=== Tasks to complete ===
• A. In the Chinatown journal entries, how much did a festival pass cost?
• B. Write out word for word everything in the Chinatown journal entries from "My highlights of" down to "participated in UI.".

=== Supplied passage ===
▶

Everyone was kinda pessimistic about the future Chinatown in the morning because the younger generations are moving out and the cultural aspects of the community will die away. And then in the afternoon in SPUR, we all got more into how the city can actually develop into a place that's more ideal after we did an activity that talked about the spectrum of economic development and social inclusion. -Tianlan
Week 6 mostly consisted of our work on our final projects. We spent a majority of the week out in the streets of Chinatown, attempting to interview seniors (largely in Portsmouth Square) to get their opinions and viewpoints on sustainability and the environment. One lady we were lucky enough to come across, Sarah, was very interesting to talk to because of her willingness to tell us everything she could about what she believed in. Sarah spoke to us as a friend, asking questions about our current lives and imparting her wisdom/advice to us. She felt very strongly that one way to improve our environment was to improve our public transportation. Mandarin, as we were told by Sarah, was essential to many residents of Chinatown in understanding announcements on the bus. We gathered many more responses of different people that helped us understand what community members liked and disliked about Chinatown and what they cared about. These answers helped us in understanding how community members of Chinatown defined their environment and what they were passionate about.
On Saturday, I attended Waverly Street “Craving Chinatown” Food Festival. It was really nice to witness how the community, both tourists and local community members, gathered to sample foods and be with good company. To participate in the festival and sample foods, you needed to pay fifteen dollars in order to obtain a pass that listed each booth’s items. The pass served as a ticket of sorts- show it to a booth and receive their food item along with a stamp on your pass. You were able to sample the food of 5 booths. My favorite item was the lobster hao gow because I had never eaten hao gow with anything else but shrimp. I also thought it was nice to see that the people working the booths were mostly CYC youth volunteers. Overall, the food festival was a great experience, especially because it promoted the culture of Chinatown in an entertaining way.
My highlights of week 4 in the Urban Institute program included conversations with Chinatown TRIP, a city hall dome tour, and a meeting with a few UI alumni who are now legislative aids in city hall. Before the day we met a few founders of TRIP, I had never heard of the organization. I was very surprised to learn how crucial they were in improving the public transportation in Chinatown, especially because so many of the community members in the neighborhood rely heavily on bus rides for daily tasks. Yet another example of solidarity and determination to make Chinatown a better place to live in and to be, Chinatown TRIP is an organization I probably never would have learned about if I had not participated in UI.

◀

(Named-object pointing records)
▶

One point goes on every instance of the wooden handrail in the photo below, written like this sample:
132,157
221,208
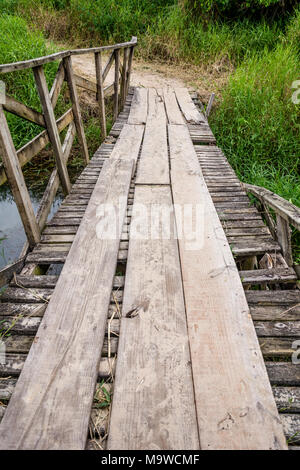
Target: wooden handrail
12,160
28,64
286,214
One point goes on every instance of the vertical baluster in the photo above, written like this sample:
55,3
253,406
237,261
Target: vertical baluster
116,84
100,92
17,183
52,130
124,77
130,58
76,108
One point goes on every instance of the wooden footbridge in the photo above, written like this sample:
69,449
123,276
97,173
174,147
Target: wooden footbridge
158,308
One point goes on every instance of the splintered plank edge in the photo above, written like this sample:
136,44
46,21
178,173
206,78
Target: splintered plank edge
234,401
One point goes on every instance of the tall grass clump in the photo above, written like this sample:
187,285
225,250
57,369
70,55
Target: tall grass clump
257,124
17,43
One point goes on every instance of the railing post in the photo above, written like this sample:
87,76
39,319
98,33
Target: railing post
284,238
75,107
130,58
100,92
51,126
124,77
116,83
17,183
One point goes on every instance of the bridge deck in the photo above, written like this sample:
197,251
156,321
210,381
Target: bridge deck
190,373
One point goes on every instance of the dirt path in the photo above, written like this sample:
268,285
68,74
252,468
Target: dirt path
156,74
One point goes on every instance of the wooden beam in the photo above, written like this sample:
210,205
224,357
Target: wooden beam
281,206
153,405
209,105
100,93
57,84
124,76
51,127
188,108
7,272
139,106
17,183
28,64
172,108
128,75
76,108
108,66
50,406
234,400
32,148
116,84
53,183
283,233
153,167
19,109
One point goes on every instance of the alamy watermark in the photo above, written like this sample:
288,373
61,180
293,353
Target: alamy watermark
2,92
154,222
296,94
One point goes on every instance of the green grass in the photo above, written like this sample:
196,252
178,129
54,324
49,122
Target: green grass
255,121
17,43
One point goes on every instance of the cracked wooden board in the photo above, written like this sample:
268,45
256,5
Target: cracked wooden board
234,401
153,404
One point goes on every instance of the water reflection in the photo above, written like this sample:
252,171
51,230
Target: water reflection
12,235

◀

=== Responses for each task ===
• A. Fifteen dollars.

• B.
My highlights of week 4 in the Urban Institute program included conversations with Chinatown TRIP, a city hall dome tour, and a meeting with a few UI alumni who are now legislative aids in city hall. Before the day we met a few founders of TRIP, I had never heard of the organization. I was very surprised to learn how crucial they were in improving the public transportation in Chinatown, especially because so many of the community members in the neighborhood rely heavily on bus rides for daily tasks. Yet another example of solidarity and determination to make Chinatown a better place to live in and to be, Chinatown TRIP is an organization I probably never would have learned about if I had not participated in UI.